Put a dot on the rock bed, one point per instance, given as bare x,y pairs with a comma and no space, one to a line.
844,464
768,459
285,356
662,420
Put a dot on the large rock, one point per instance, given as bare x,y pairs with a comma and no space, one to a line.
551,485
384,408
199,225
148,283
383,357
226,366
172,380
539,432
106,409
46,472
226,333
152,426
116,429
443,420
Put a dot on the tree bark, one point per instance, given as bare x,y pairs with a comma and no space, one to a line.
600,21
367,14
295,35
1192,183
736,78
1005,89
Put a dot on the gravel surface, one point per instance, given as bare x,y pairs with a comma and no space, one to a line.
----------------
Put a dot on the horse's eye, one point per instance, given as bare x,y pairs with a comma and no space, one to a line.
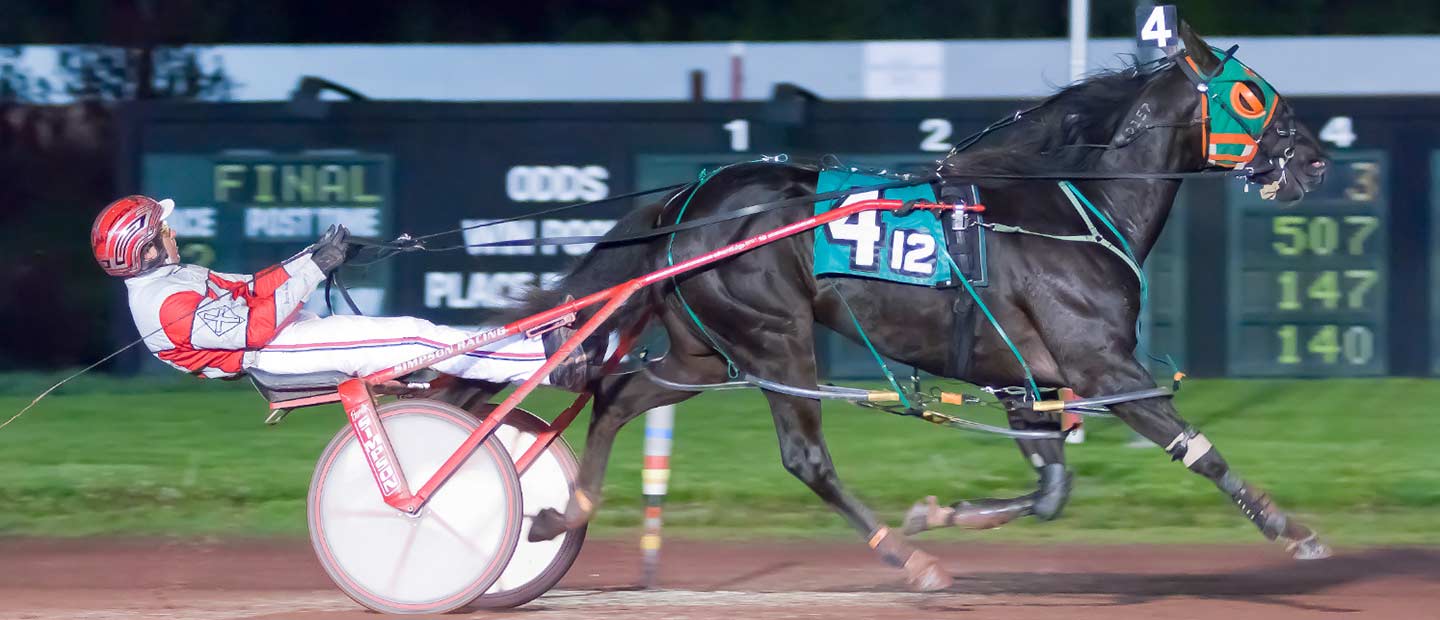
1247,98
----------------
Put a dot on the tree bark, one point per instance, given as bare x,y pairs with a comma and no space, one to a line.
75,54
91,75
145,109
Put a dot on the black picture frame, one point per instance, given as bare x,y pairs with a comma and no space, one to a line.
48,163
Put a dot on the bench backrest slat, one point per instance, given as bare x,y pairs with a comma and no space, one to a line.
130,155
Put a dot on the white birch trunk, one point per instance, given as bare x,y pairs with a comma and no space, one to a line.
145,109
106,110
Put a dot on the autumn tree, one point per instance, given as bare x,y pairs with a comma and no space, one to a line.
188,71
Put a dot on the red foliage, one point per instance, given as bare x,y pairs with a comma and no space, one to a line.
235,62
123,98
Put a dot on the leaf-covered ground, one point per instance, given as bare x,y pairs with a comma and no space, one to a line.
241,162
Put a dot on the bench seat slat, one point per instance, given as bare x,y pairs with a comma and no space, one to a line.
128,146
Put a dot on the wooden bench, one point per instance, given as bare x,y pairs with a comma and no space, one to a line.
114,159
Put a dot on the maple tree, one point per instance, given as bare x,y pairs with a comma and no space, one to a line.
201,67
----------------
- **WORK ORDER**:
In the entries above, the lines from the one bearing "Put a dot on the rock" up to and including the one bearing "Put a dot on the gravel" should be transcribed exactly; no other line is wanted.

- **EXERCISE ANSWER**:
Put a dot on the rock bed, one point per instance, given as bare x,y pairs with a comma and no space, one to a line.
844,464
768,459
285,356
662,420
Put a dot on the large rock, one point per instance, given as bare x,y pairs with a comma and no space, one to a line.
551,485
384,408
199,225
148,283
383,357
226,366
172,380
539,432
106,409
46,472
226,333
152,426
116,429
443,420
Put a dot on the tree bark, one point per instance, given as bare x,y pairs with a comma and no space, one to a line.
600,21
367,14
295,35
1192,183
736,78
1005,89
Put a dot on the gravel surface, one point per instance, given as bare x,y pairs with a comma and no space, one to a line.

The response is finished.